*AIM 1*. From the passage about Lyman's reloading products, copy word for word the section that begins at the words "Lyman works up" and stops after the words "the next edition.".
*AIM 2*. Resume the passage about Lyman's reloading products, picking up right after its final sentence.

*DOCUMENT PASSAGE*.
>> START

Lyman works up and tests the loads in their manual right in the headquarters building, and they test the loads in their on-site range. Pressure data is from their own testing, for which they use a pressure barrel. Lyman’s pressure data aren’t guesses or calculations, they are actual tested results. The current edition is the 50th, and Liz told me they are now compiling new data for the next edition.

In addition to the big Reloading Handbook, Lyman also offers a number of other reloading-oriented publications, ranging from the Cast Bullet Handbook to an AR Reloading Handbook to the Pistol and Revolver Handbook to a Black Powder Handbook and Loading Manual. They also offer, for those who don’t care to invest in one of the full-size reloading manuals, a series of load data books, each dedicated to specific calibers. These are intended for people who generally only load one caliber and who don’t need all the data in the big Reloading handbook. For 1911 shooters, one of these data books represents one-stop shopping. They have a data book that includes .380 ACP, 9mm, .40 S&W, and .45 ACP. (Unfortunately, this book doesn’t seem to include .38 Super. Liz, take note!)

Lyman doesn’t sell bullets, but they do make everything reloaders need to cast their own bullets. They have a huge variety of bullet molds, along with furnaces and accessories for melting and handling the lead. I don't cast my own bullets, but I know a number of people who do cast, and they all own several Lyman bullet molds. Whatever caliber, weight, and bullet shape you're looking for, Lyman probably has a mold for it.

They also make case cleaning equipment. Their lineup includes vibratory tumblers, ultrasonic cleaners, and last year they introduced a new rotary tumbler, which works with stainless steel pin media. Yes, Lyman also sells the stainless steel pins. Whatever your preference, Lyman seems to have a product to fill the need.

I learned that Lyman offers a wide variety of powder measures and scales, including a mechanical powder measure for smokeless propellants and another for black powder. They offer two different beam balance scales, and six different digital powder scales, ranging from a pocket model with an MSRP of $29.95 up to the GEN5™ Digital Powder System (MSRP $379.95).

It almost goes without saying (so I’ll say it anyway) that Lyman offers reloading dies. I have some Lyman dies the box for which says they were made in Middlefield, Connecticut—making those dies at least 23 years old. They’re still going strong today. Lyman also offers case trimmers and reloading presses, including the single stage Crusher II and the Crusher T Mag II turret press.


Looking beyond the core reloading equipment we found that Lyman includes, either under the Lyman name or under other brand names, a number of more or less essential bits of kit for serious shooters. As one example, A-Zoom snap caps are a Lyman brand and product, and I saw A-zoom snap caps being made right there in Middletown, Connecticut. I was somewhat surpsied to learn that the A-Zoom snap caps are fully machined, not cast. Although I have owned and used A-Zoom snap caps for many years, I had never thought about how they are made. If I had been asked, I would have guessed they were cast. Live and learn!

>> END

*LISTED RECORDS*.
>> START

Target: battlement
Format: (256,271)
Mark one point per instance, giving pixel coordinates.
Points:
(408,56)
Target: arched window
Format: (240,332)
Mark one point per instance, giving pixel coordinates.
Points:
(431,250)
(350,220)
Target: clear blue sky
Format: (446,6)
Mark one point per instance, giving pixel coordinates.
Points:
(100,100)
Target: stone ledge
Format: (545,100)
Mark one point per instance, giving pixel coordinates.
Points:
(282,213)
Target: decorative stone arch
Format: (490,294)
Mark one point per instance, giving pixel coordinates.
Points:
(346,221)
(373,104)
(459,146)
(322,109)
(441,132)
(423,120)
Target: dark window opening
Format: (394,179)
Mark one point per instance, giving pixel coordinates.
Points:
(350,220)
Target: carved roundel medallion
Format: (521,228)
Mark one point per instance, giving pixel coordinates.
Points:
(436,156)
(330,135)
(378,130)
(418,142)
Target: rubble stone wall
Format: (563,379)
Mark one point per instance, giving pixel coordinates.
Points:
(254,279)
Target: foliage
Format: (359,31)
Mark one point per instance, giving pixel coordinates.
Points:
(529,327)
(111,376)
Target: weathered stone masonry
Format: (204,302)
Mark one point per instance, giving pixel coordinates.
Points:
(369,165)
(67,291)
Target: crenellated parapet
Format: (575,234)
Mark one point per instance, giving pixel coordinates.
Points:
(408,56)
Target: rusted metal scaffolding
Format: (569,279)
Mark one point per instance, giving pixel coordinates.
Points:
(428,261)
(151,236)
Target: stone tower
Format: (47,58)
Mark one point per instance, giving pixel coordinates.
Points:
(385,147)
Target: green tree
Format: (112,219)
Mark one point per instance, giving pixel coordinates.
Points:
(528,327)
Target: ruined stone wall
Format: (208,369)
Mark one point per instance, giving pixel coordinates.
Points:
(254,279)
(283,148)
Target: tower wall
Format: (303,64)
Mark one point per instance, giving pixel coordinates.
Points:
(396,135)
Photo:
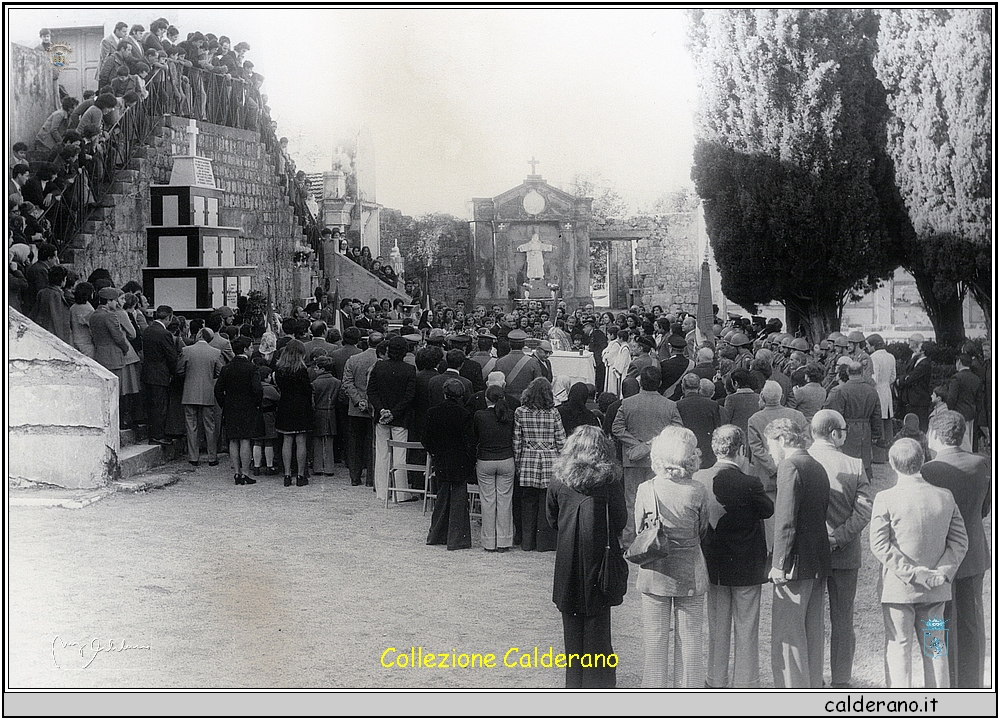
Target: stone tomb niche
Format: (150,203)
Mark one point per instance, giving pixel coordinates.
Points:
(193,264)
(528,239)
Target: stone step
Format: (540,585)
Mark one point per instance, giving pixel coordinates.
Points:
(136,459)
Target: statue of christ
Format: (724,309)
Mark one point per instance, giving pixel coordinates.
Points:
(536,262)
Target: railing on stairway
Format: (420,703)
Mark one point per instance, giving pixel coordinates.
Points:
(207,96)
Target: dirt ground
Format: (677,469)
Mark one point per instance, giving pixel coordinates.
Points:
(204,584)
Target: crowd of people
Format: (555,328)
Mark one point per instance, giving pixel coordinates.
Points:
(751,450)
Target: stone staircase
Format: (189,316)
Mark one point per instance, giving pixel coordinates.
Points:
(137,457)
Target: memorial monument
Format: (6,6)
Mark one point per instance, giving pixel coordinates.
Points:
(529,242)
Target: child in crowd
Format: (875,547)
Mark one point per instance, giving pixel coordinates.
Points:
(918,535)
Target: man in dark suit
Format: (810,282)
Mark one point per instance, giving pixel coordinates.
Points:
(700,415)
(967,476)
(914,385)
(801,558)
(159,363)
(848,513)
(200,364)
(392,386)
(674,368)
(736,558)
(640,419)
(962,396)
(435,385)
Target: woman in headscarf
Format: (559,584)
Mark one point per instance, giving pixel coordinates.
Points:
(574,412)
(538,439)
(585,503)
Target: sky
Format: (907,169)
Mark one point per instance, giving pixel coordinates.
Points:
(451,104)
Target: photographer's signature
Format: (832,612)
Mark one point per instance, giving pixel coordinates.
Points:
(89,648)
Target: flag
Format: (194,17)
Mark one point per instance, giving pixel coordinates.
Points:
(337,322)
(705,318)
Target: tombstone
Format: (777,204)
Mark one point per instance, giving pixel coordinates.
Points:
(192,262)
(529,242)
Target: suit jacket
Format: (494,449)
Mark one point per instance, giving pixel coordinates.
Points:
(916,525)
(701,415)
(340,356)
(858,402)
(435,387)
(200,364)
(528,372)
(356,371)
(801,546)
(761,463)
(223,345)
(962,394)
(640,419)
(967,476)
(392,385)
(915,384)
(159,355)
(736,545)
(850,506)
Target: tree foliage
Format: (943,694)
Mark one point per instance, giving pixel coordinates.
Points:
(936,66)
(790,159)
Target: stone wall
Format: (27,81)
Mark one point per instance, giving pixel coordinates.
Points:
(667,262)
(255,202)
(31,81)
(63,423)
(449,272)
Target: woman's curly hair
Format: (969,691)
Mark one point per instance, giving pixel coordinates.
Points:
(587,459)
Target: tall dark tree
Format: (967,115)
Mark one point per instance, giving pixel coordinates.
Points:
(790,160)
(936,66)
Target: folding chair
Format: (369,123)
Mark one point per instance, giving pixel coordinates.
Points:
(475,502)
(394,484)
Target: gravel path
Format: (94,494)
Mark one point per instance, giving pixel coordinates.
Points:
(210,585)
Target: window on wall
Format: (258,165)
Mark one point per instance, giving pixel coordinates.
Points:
(218,251)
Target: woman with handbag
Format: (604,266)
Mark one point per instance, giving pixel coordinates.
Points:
(585,504)
(673,587)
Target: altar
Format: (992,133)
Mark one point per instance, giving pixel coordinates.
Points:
(574,365)
(531,242)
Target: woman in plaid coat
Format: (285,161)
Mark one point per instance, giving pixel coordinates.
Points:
(538,439)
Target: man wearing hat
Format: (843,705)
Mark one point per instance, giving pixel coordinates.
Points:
(596,341)
(883,375)
(914,386)
(674,368)
(642,347)
(159,363)
(542,353)
(359,416)
(484,354)
(391,388)
(200,364)
(518,368)
(470,369)
(856,349)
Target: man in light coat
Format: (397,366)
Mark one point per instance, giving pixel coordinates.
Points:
(849,511)
(918,535)
(639,420)
(967,477)
(200,365)
(761,463)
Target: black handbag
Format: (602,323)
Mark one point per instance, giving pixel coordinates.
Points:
(612,577)
(652,541)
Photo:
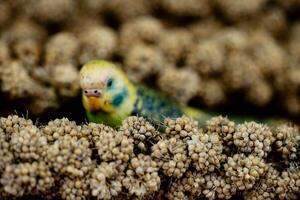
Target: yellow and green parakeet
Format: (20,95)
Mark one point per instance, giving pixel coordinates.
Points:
(110,97)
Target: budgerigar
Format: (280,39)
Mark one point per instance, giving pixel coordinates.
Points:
(110,97)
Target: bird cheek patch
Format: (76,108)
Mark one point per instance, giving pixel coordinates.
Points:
(119,98)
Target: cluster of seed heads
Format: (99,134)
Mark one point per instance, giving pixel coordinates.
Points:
(63,160)
(75,188)
(61,127)
(251,137)
(113,146)
(142,176)
(28,144)
(206,152)
(183,127)
(106,181)
(287,141)
(70,156)
(141,131)
(27,178)
(244,170)
(189,186)
(171,156)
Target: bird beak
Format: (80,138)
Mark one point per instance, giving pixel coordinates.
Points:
(92,93)
(92,100)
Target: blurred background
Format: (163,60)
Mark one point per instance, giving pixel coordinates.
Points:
(230,56)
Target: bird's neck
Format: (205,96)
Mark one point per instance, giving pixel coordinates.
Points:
(125,109)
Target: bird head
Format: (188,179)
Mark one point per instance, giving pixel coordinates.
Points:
(104,86)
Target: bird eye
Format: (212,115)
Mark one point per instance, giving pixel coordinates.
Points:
(109,82)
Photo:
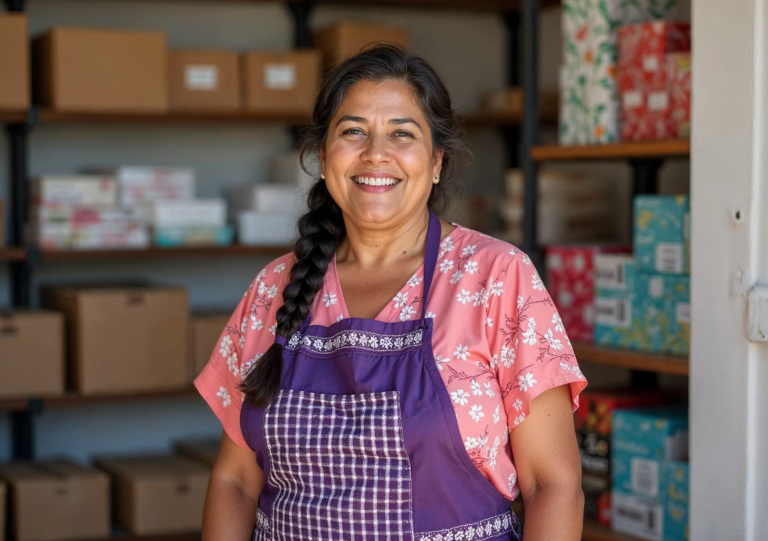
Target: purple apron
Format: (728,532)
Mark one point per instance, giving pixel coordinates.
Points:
(362,441)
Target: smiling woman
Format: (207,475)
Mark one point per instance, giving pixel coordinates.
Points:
(387,394)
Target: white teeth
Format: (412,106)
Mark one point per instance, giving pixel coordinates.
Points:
(376,181)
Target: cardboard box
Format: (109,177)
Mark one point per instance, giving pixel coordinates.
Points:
(677,505)
(201,80)
(594,423)
(101,70)
(661,232)
(156,495)
(124,339)
(81,190)
(204,333)
(644,442)
(646,78)
(570,281)
(31,353)
(14,62)
(347,38)
(57,500)
(205,451)
(259,229)
(285,82)
(665,312)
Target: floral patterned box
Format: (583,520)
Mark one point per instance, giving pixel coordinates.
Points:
(661,233)
(665,312)
(646,79)
(677,506)
(570,275)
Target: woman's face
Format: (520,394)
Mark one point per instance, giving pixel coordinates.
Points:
(378,159)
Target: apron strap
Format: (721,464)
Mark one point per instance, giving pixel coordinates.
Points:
(430,256)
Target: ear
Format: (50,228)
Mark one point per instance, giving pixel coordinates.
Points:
(438,165)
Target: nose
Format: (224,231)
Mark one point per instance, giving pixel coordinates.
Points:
(376,149)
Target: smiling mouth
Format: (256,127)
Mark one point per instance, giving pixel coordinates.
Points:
(376,181)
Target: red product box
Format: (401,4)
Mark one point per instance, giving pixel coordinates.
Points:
(644,77)
(570,272)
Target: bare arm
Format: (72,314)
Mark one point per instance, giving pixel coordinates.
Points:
(233,494)
(549,470)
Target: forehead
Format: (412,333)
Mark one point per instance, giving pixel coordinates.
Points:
(388,98)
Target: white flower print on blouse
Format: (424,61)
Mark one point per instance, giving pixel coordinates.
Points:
(460,397)
(527,381)
(476,412)
(226,400)
(407,313)
(461,352)
(446,266)
(329,299)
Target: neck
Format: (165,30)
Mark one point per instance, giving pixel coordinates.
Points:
(375,248)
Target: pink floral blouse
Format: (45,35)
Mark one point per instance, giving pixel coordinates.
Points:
(498,342)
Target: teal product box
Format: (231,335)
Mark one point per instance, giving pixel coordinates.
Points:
(637,516)
(644,441)
(617,315)
(662,233)
(677,504)
(171,237)
(663,302)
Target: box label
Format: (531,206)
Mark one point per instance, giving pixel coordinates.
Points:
(613,312)
(669,257)
(201,77)
(645,477)
(638,517)
(280,76)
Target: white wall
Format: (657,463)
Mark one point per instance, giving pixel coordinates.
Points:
(729,375)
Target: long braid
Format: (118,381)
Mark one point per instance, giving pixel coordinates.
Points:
(320,231)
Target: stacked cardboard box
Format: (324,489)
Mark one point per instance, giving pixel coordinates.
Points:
(590,109)
(655,80)
(124,339)
(155,495)
(56,500)
(646,443)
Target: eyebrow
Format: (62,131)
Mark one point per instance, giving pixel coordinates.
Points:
(362,120)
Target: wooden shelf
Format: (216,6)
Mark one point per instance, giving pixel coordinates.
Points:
(619,151)
(594,531)
(635,360)
(74,399)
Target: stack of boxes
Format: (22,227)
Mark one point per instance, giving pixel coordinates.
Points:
(649,478)
(590,108)
(655,80)
(643,302)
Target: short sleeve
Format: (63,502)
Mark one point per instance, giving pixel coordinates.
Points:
(248,335)
(528,341)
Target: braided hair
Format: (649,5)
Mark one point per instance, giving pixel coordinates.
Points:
(322,228)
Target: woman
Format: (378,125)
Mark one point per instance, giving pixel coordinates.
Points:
(385,397)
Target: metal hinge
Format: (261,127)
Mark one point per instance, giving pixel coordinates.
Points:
(757,314)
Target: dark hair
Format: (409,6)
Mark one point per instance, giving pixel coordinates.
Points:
(322,228)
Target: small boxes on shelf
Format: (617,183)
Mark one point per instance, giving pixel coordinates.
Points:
(56,500)
(661,233)
(284,82)
(157,495)
(203,80)
(101,70)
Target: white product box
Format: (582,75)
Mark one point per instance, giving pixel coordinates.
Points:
(256,228)
(194,212)
(266,198)
(95,190)
(139,184)
(286,169)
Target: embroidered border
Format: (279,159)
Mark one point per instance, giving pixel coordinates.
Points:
(365,340)
(478,531)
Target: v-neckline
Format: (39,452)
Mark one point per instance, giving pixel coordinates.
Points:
(335,286)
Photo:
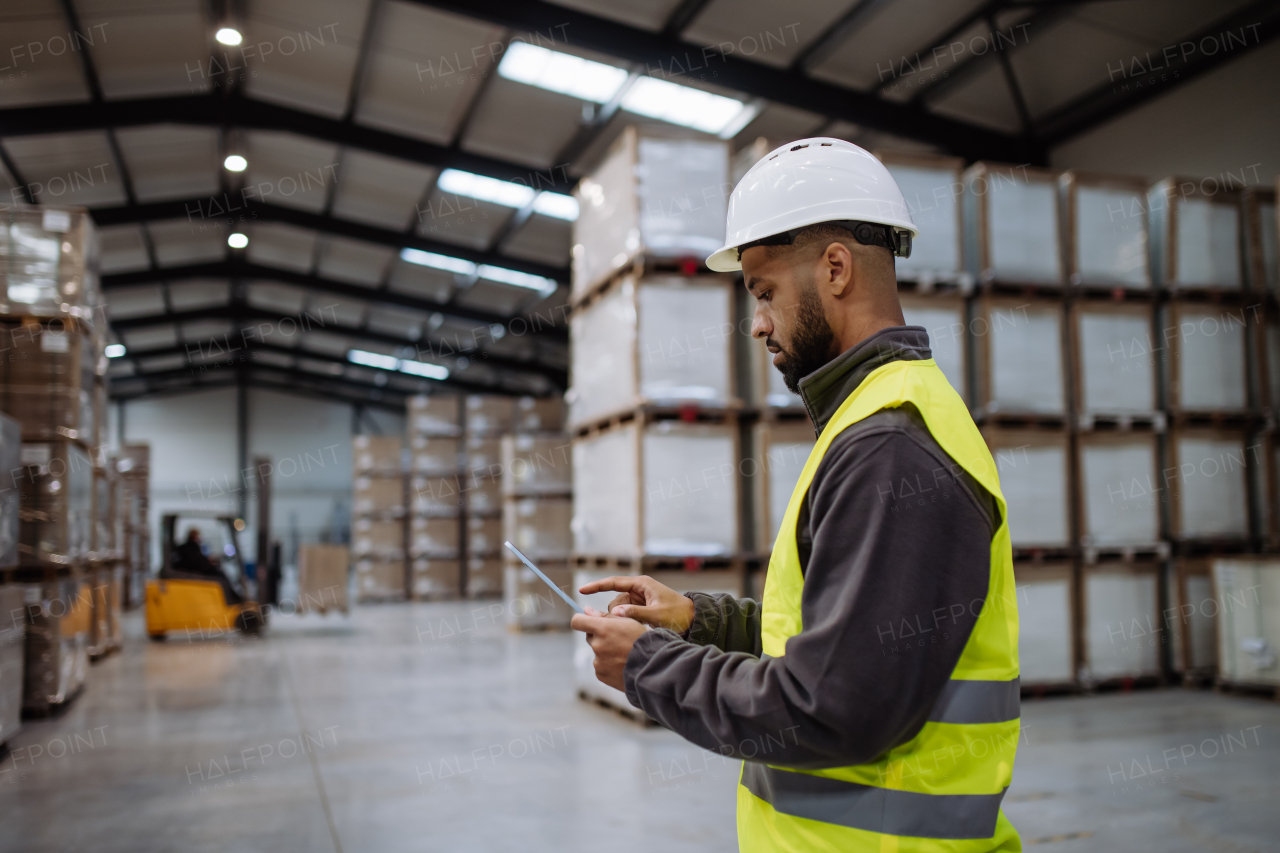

>> END

*EXERCISE OUTPUT 1*.
Lyman works up and tests the loads in their manual right in the headquarters building, and they test the loads in their on-site range. Pressure data is from their own testing, for which they use a pressure barrel. Lyman’s pressure data aren’t guesses or calculations, they are actual tested results. The current edition is the 50th, and Liz told me they are now compiling new data for the next edition.

*EXERCISE OUTPUT 2*.
Under the TacStar® brand, Lyman has a variety of accessories for centerfire tactical type rifles and shotguns. This line includes magazine extensions, “side saddle” shell carriers for shotguns, shotgun grips and forends, and tactical grips and accessories for the AR-15 platform. The TacStar® line includes the ADTAC tactical replacement stock for the Ruger 10-22 rifle. A very neat feature of this stock is that it has a reversible Picatinny rail concealed in the forend. When installed with the Picatinny rail up inside the forend, the outside surface blends in with and matches the rest of the stock. With it reversed, the Picatinny rail is exposed and a bi-pod or other accessories can be attached.

Shotgunners might be interested in the Trius® line of clay pigeon throwers. This line includes three products: the Birdshooter 2, the 925 Trius Trap, and the top of the line Trius 1-Step. Unfortunately, not being a shotgunner, I’m not even remotely qualified to comment on these products but, if you’re looking for a way to launch clay pigeons, we encourage you to check them out.

Lyman offers a line of gun cleaning products, but the one that was of the most interest to me is Butch’s Bore Shine. This is a non-abrasive compound that removes carbon, lead and copper fouling without removing metal from the lands and grooves. I have a couple of Sistema 1927 clones of the M1911A1 that have seen better days, I think I may see if Butch’s Bore Shine can put some shine back in their much-abused bores.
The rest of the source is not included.